==== 文書の一節 ====
2024年07月19日

「あんた、変わったね」と言わせてみる

これを後半かどこかで言わせてみて、
自然かをチェックしてみよう。


物語とは変化である。
経験、冒険によって、
人生観や認識が変わるさまを描く。

もちろん、何かに影響をうけて、
何かが変わってもよい。

いずれにせよ、どうにかして変化したか、
をチェックするために、
「あんた、変わったね」と、
粋な人が言ってみるとわかるわけだ。

十分な変化をしていれば、
「そうかね?」
「自分じゃ気づかないかもしれないがね。雰囲気から何から別人だね」
なんて会話になるだろう。

もちろん、わるい変化もあろう。
最終的によく変化するにしても、
途中でいったん悪くなるときに、
「あんた、変わったね」と言っても不自然でなければ、
結構変わっていると思う。
==== 保存データ ====
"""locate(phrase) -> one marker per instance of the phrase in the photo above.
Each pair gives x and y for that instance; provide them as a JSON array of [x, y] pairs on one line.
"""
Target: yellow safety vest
====
▶ **依頼文 1**: 物語の変化についての文章で、かぎかっこ「」に入っている言葉を、重複を除いてすべて書き出しなさい。
▶ **依頼文 2**: 物語の変化についての文章にある「もちろん、わるい変化もあろう。」という文を英語に訳しなさい。
▶ **依頼文 3**: 物語の変化についての文章を、最後の文の次から書き継ぎなさい。

▶ **回答 1**:
・「あんた、変わったね」
・「そうかね?」
・「自分じゃ気づかないかもしれないがね。雰囲気から何から別人だね」

▶ **回答 2**: Of course, there may also be changes for the worse.

▶ **回答 3**:
すっかり変っちまって、
田舎にいたころのアンタはそうじゃなかった、
なんて嘆きも描けるかもね。


外に見える変化をしていなかったとしても、
「あんた、変わったね」というおばさん?は、
「目が変わった」などというはずだ。

まなざしとか、姿勢とか、生き方とか、
そういうものが変わったら、
久しぶりに会った人はわかるかも知れないね。

グッと良くなった、
となるのが最終的に望まれる変化だろう。
その変化の価値が、
物語のテーマ、価値になっていくはずだ。

「泣き虫が強くなった」でもいいし、
「自信があふれるようになった」でもいいし、
「女が抱かれたいと思うようになった」でもいいし、
「理知的になった」でもいいし、
「大人になった」でもいいだろう。

なんでもいいから、
雰囲気が良い方向に変わったかどうかは、
このセリフをぶつけてみるとわかる。


もし変化していなかったら、
「ううん、どこが?」ってなってしまうだろうね。
本編のどこに挿入してもいいが、
まあ後半だろうか。
最終的に変化したかどうかを知りたければ、
ラストシーンが終わって、
酒場に主人公がやってきたシーンを想定して、
久しぶりにあったスナックのママに、
「あんた変わったね」といわせてみればいい。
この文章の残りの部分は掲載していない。